** start of DOCUMENT EXTRACT **

American Realty Capital Properties Announces Record First Quarter 2013 Operating Results, In Line with Published 2013 Earnings Guidance Completes Successful Merger with ARCT III Grows Revenues Over 600% Compared to Prior Quarter End

PR Newswire


NEW YORK, May 6, 2013 /PRNewswire/ — American Realty Capital Properties, Inc. (NASDAQ: ARCP) (“ARCP” or the “Company”) announced today its operating results for the three months ended March 31, 2013. Operating highlights are provided below. All per share results are reported on a fully diluted basis.

For the quarter ended March 31, 2013, revenues were $40.2 million, compared to $5.7 million generated in the fourth quarter of 2012, or an increase of over 600%. Funds from operations and adjusted funds from operations totaled $24.5 million and $30.8 million for the first quarter of 2013, respectively, compared to $2.2 million and $3.4 million generated in the quarter ended December 31, 2012, respectively.

** end of DOCUMENT EXTRACT **

» EXERCISES:
1. Transcribe the stretch of the earnings press release from "NEW YORK, May" through "31, 2012, respectively.".
2. Go on with the earnings press release, picking up after its final sentence.

** start of DATA EXTRACT **

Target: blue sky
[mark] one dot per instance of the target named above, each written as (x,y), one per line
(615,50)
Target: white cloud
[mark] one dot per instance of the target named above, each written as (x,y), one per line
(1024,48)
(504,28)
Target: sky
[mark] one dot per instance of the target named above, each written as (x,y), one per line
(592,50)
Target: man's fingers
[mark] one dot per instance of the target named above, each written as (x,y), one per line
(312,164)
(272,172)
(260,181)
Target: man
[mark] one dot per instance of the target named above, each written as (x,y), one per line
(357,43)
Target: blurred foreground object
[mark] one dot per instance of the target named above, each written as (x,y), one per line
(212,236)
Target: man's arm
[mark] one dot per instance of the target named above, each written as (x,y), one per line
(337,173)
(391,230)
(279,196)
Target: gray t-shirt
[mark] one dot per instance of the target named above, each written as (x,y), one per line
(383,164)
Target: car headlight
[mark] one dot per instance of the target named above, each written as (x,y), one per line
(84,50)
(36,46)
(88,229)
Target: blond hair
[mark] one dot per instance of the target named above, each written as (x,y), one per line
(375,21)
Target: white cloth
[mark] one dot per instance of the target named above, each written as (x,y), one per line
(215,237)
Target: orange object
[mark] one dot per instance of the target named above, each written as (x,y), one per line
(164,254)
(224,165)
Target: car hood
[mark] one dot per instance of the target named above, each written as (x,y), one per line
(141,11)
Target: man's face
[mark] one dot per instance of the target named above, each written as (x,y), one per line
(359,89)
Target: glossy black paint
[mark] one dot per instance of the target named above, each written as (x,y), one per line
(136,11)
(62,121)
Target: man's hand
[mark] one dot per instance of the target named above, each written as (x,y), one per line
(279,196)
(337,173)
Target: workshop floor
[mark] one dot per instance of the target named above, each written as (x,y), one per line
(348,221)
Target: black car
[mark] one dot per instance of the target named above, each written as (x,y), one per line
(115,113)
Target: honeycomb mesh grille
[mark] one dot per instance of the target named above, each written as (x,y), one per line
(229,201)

** end of DATA EXTRACT **

» ANSWERS BELOW:
1.
NEW YORK, May 6, 2013 /PRNewswire/ — American Realty Capital Properties, Inc. (NASDAQ: ARCP) (“ARCP” or the “Company”) announced today its operating results for the three months ended March 31, 2013. Operating highlights are provided below. All per share results are reported on a fully diluted basis.

For the quarter ended March 31, 2013, revenues were $40.2 million, compared to $5.7 million generated in the fourth quarter of 2012, or an increase of over 600%. Funds from operations and adjusted funds from operations totaled $24.5 million and $30.8 million for the first quarter of 2013, respectively, compared to $2.2 million and $3.4 million generated in the quarter ended December 31, 2012, respectively.

2.
“We are very pleased with our first quarter results which are in line with our earlier 2013 earnings guidance, projecting earnings growth of 16% between 2013 and 2014, and we are particularly well positioned for continued earnings growth. Our completed acquisitions through March 31 represent roughly 25% of our projected $1.1 billion of 2013 acquisitions,” stated Nicholas S. Schorsch, Chairman and Chief Executive Officer of ARCP. “Our acquisition of American Realty Capital Trust III, Inc. (“ARCT III”) closed during the first quarter, proving transformative from a portfolio standpoint, and providing significant additional portfolio diversification. Our current financial position exhibits extremely low leverage, and our unsecured credit facility gives us current capacity of approximately $800 million at very attractive pricing. We intend to continue executing our highly accretive organic acquisition program on which our earnings guidance is constructed, while at the same time actively pursuing strategic opportunities to buy large-scale property portfolios and make additional corporate acquisitions in the net lease sector.”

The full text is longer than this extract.